Saved entries
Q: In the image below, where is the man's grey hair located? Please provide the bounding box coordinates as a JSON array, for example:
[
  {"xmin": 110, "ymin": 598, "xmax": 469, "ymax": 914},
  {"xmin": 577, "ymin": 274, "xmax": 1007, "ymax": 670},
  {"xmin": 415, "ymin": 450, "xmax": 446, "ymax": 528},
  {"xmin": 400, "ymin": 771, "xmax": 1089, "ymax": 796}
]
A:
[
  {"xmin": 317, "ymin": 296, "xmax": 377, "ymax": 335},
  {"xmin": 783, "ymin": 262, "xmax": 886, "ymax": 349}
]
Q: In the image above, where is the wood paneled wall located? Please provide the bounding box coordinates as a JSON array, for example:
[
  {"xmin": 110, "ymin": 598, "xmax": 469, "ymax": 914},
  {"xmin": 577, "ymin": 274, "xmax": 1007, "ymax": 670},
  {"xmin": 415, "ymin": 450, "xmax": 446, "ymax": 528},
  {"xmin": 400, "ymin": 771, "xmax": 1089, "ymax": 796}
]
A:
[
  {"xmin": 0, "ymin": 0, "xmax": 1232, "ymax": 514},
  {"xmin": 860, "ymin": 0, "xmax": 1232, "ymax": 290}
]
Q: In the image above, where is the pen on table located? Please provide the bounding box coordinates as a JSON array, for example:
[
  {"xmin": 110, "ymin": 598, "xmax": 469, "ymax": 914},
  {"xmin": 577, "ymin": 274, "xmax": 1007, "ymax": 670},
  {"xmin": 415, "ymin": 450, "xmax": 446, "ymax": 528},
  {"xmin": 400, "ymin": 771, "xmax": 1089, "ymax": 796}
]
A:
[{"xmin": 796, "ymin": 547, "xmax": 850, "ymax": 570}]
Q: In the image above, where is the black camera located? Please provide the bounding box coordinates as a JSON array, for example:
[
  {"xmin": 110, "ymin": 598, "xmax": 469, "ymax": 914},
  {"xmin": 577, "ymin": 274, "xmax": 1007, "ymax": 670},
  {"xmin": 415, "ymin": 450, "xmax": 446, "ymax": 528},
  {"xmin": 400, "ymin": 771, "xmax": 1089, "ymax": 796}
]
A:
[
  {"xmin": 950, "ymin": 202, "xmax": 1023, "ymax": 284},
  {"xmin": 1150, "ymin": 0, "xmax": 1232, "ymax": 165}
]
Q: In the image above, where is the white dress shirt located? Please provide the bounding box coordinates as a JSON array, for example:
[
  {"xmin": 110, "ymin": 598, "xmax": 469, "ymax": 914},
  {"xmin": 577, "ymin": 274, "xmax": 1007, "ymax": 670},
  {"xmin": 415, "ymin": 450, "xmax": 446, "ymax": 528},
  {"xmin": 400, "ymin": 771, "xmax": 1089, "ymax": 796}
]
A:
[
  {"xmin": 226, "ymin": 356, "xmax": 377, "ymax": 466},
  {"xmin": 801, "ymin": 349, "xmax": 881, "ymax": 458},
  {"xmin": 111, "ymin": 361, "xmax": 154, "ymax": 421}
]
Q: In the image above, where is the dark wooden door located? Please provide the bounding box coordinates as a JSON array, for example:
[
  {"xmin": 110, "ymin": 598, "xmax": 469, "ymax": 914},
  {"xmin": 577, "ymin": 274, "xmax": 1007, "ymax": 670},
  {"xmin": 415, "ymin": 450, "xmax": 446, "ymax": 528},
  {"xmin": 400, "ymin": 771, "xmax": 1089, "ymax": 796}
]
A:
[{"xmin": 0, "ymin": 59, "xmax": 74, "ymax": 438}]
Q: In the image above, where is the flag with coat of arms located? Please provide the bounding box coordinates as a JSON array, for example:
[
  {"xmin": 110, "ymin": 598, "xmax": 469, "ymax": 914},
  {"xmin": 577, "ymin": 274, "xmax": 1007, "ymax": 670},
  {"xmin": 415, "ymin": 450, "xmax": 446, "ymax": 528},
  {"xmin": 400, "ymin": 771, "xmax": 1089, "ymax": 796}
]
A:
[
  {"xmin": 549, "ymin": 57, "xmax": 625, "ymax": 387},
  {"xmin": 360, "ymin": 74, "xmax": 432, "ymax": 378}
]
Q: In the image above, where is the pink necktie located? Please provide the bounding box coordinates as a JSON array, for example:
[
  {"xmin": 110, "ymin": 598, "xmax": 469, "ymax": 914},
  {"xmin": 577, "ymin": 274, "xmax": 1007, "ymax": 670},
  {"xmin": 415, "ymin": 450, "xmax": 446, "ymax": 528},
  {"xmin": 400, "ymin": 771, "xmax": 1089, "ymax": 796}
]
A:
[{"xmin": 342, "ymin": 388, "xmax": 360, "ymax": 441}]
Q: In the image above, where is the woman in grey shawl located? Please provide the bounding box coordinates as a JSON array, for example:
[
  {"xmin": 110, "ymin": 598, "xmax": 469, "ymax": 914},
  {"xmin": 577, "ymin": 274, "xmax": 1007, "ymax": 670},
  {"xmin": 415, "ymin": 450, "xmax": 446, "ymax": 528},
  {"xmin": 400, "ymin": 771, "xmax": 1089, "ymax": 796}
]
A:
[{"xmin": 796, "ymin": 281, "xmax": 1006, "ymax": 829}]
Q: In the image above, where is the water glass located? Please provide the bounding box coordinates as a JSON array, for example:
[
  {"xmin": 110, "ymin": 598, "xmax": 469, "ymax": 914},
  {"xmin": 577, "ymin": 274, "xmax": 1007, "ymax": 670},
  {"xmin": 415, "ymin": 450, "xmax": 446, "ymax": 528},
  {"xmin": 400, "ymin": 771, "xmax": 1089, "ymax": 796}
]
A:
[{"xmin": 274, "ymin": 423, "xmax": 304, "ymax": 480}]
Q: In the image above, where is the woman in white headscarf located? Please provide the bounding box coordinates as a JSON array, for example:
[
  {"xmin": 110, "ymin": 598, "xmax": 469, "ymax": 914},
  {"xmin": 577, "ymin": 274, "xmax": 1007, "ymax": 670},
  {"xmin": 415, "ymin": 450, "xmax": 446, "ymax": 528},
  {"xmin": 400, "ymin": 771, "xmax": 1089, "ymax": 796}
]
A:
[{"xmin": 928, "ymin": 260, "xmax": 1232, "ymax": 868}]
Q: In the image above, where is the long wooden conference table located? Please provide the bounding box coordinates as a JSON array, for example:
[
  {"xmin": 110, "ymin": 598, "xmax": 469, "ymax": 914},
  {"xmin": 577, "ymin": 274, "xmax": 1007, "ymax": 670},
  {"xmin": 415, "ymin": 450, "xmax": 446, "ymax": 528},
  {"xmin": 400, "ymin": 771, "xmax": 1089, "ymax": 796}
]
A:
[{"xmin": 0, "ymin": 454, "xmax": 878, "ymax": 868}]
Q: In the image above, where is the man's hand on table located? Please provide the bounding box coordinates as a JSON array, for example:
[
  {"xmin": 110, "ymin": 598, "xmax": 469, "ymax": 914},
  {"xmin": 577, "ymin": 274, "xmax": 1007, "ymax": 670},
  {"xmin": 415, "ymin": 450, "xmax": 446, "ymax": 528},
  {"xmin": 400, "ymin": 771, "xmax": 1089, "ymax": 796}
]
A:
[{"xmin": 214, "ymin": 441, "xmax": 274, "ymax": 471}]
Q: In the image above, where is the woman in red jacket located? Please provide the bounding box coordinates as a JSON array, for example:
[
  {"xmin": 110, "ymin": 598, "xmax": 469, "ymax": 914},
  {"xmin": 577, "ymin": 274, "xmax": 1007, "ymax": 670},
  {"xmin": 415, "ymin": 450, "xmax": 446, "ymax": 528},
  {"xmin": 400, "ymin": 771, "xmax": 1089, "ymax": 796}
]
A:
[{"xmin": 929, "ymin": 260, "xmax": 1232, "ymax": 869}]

[What you need to do]: Using the data above, print every record exactly as shown.

[Reply to the exercise]:
Q: In the image below, where is the man's grey hair located? Please provide the bounding box coordinates as a JSON array, for example:
[
  {"xmin": 110, "ymin": 598, "xmax": 469, "ymax": 914},
  {"xmin": 577, "ymin": 274, "xmax": 1007, "ymax": 670},
  {"xmin": 415, "ymin": 450, "xmax": 446, "ymax": 528},
  {"xmin": 400, "ymin": 771, "xmax": 1089, "ymax": 796}
]
A:
[
  {"xmin": 317, "ymin": 296, "xmax": 377, "ymax": 335},
  {"xmin": 783, "ymin": 262, "xmax": 886, "ymax": 349}
]
Q: In the image above, where is the wood paneled wall located? Please provide the bounding box coordinates as a JSON array, for example:
[
  {"xmin": 110, "ymin": 598, "xmax": 469, "ymax": 914},
  {"xmin": 577, "ymin": 274, "xmax": 1007, "ymax": 670},
  {"xmin": 415, "ymin": 450, "xmax": 446, "ymax": 528},
  {"xmin": 400, "ymin": 771, "xmax": 1089, "ymax": 796}
]
A:
[
  {"xmin": 0, "ymin": 0, "xmax": 1232, "ymax": 514},
  {"xmin": 860, "ymin": 0, "xmax": 1232, "ymax": 290}
]
Q: In the image above, where is the pen on table located? Please provide the bounding box coordinates as a JSON array, for example:
[
  {"xmin": 110, "ymin": 598, "xmax": 469, "ymax": 914},
  {"xmin": 577, "ymin": 274, "xmax": 1007, "ymax": 670},
  {"xmin": 415, "ymin": 450, "xmax": 446, "ymax": 528},
  {"xmin": 400, "ymin": 771, "xmax": 1089, "ymax": 796}
]
A:
[{"xmin": 796, "ymin": 547, "xmax": 850, "ymax": 570}]
Q: In the image above, where is the black camera located? Please provide the bounding box coordinates as a JSON array, for example:
[
  {"xmin": 110, "ymin": 598, "xmax": 469, "ymax": 914},
  {"xmin": 577, "ymin": 274, "xmax": 1007, "ymax": 670},
  {"xmin": 415, "ymin": 450, "xmax": 446, "ymax": 528},
  {"xmin": 400, "ymin": 771, "xmax": 1089, "ymax": 796}
]
A:
[
  {"xmin": 950, "ymin": 202, "xmax": 1023, "ymax": 284},
  {"xmin": 1150, "ymin": 0, "xmax": 1232, "ymax": 165}
]
Q: In the image above, where is the white dress shirt located? Please provide the bounding box coordinates as a JSON array, for example:
[
  {"xmin": 110, "ymin": 598, "xmax": 469, "ymax": 914},
  {"xmin": 577, "ymin": 274, "xmax": 1007, "ymax": 670},
  {"xmin": 415, "ymin": 450, "xmax": 446, "ymax": 528},
  {"xmin": 400, "ymin": 771, "xmax": 1089, "ymax": 796}
]
A:
[
  {"xmin": 226, "ymin": 356, "xmax": 377, "ymax": 466},
  {"xmin": 801, "ymin": 349, "xmax": 881, "ymax": 458},
  {"xmin": 111, "ymin": 361, "xmax": 154, "ymax": 421}
]
Q: In the image above, where is the dark wooden door located? Please provide the bounding box coordinates as a JSON array, for example:
[
  {"xmin": 110, "ymin": 598, "xmax": 469, "ymax": 914},
  {"xmin": 577, "ymin": 274, "xmax": 1007, "ymax": 670},
  {"xmin": 415, "ymin": 450, "xmax": 446, "ymax": 528},
  {"xmin": 400, "ymin": 771, "xmax": 1089, "ymax": 796}
]
A:
[{"xmin": 0, "ymin": 59, "xmax": 74, "ymax": 438}]
Q: In the image above, where is the flag with coat of arms located? Please provide the bounding box coordinates as a JSON array, for example:
[
  {"xmin": 110, "ymin": 598, "xmax": 469, "ymax": 914},
  {"xmin": 577, "ymin": 274, "xmax": 1007, "ymax": 670},
  {"xmin": 415, "ymin": 450, "xmax": 446, "ymax": 528},
  {"xmin": 400, "ymin": 771, "xmax": 1089, "ymax": 796}
]
A:
[
  {"xmin": 549, "ymin": 57, "xmax": 625, "ymax": 387},
  {"xmin": 360, "ymin": 74, "xmax": 432, "ymax": 378}
]
Q: In the image above, where is the pink necktie located? Please provide the bounding box coordinates as a JSON array, for example:
[
  {"xmin": 110, "ymin": 598, "xmax": 469, "ymax": 914},
  {"xmin": 577, "ymin": 274, "xmax": 1007, "ymax": 670},
  {"xmin": 415, "ymin": 450, "xmax": 446, "ymax": 528},
  {"xmin": 400, "ymin": 771, "xmax": 1089, "ymax": 796}
]
A:
[{"xmin": 342, "ymin": 388, "xmax": 360, "ymax": 441}]
Q: In the image above, where is the woman in grey shawl located? Please provide the bounding box coordinates as a JSON array, for example:
[
  {"xmin": 110, "ymin": 598, "xmax": 469, "ymax": 914},
  {"xmin": 577, "ymin": 274, "xmax": 1007, "ymax": 670},
  {"xmin": 415, "ymin": 450, "xmax": 446, "ymax": 528},
  {"xmin": 400, "ymin": 771, "xmax": 1089, "ymax": 796}
]
A:
[{"xmin": 796, "ymin": 281, "xmax": 1006, "ymax": 829}]
Q: In the image above, where is the water glass located? Please provide the bounding box coordinates as a JSON array, for example:
[
  {"xmin": 110, "ymin": 598, "xmax": 469, "ymax": 914},
  {"xmin": 577, "ymin": 274, "xmax": 1007, "ymax": 670},
  {"xmin": 415, "ymin": 450, "xmax": 446, "ymax": 528},
  {"xmin": 400, "ymin": 771, "xmax": 1089, "ymax": 796}
]
A:
[{"xmin": 274, "ymin": 423, "xmax": 304, "ymax": 480}]
Q: In the image above, where is the woman in white headscarf located? Please provide the bounding box coordinates as a JSON array, for example:
[
  {"xmin": 110, "ymin": 598, "xmax": 469, "ymax": 914},
  {"xmin": 577, "ymin": 274, "xmax": 1007, "ymax": 670},
  {"xmin": 415, "ymin": 450, "xmax": 446, "ymax": 528},
  {"xmin": 400, "ymin": 771, "xmax": 1089, "ymax": 796}
]
A:
[{"xmin": 928, "ymin": 260, "xmax": 1232, "ymax": 868}]
Q: In the image above, where is the long wooden conference table located? Please provide the bounding box coordinates as a JSON array, for example:
[
  {"xmin": 110, "ymin": 598, "xmax": 469, "ymax": 914},
  {"xmin": 577, "ymin": 274, "xmax": 1007, "ymax": 670},
  {"xmin": 415, "ymin": 450, "xmax": 446, "ymax": 528},
  {"xmin": 400, "ymin": 771, "xmax": 1089, "ymax": 796}
]
A:
[{"xmin": 0, "ymin": 454, "xmax": 878, "ymax": 868}]
Q: In the image above, where is the man's hand on table located? Please provide the bounding box coordinates as a JSON array, for example:
[
  {"xmin": 110, "ymin": 598, "xmax": 469, "ymax": 914},
  {"xmin": 577, "ymin": 274, "xmax": 1007, "ymax": 670},
  {"xmin": 415, "ymin": 450, "xmax": 446, "ymax": 528},
  {"xmin": 400, "ymin": 771, "xmax": 1089, "ymax": 796}
]
A:
[{"xmin": 214, "ymin": 441, "xmax": 274, "ymax": 471}]
Q: In the image above, where is the woman in red jacket located? Please provide the bounding box coordinates as a JSON array, for example:
[
  {"xmin": 110, "ymin": 598, "xmax": 469, "ymax": 914},
  {"xmin": 577, "ymin": 274, "xmax": 1007, "ymax": 670},
  {"xmin": 415, "ymin": 450, "xmax": 446, "ymax": 528},
  {"xmin": 400, "ymin": 771, "xmax": 1089, "ymax": 796}
]
A:
[{"xmin": 929, "ymin": 260, "xmax": 1232, "ymax": 869}]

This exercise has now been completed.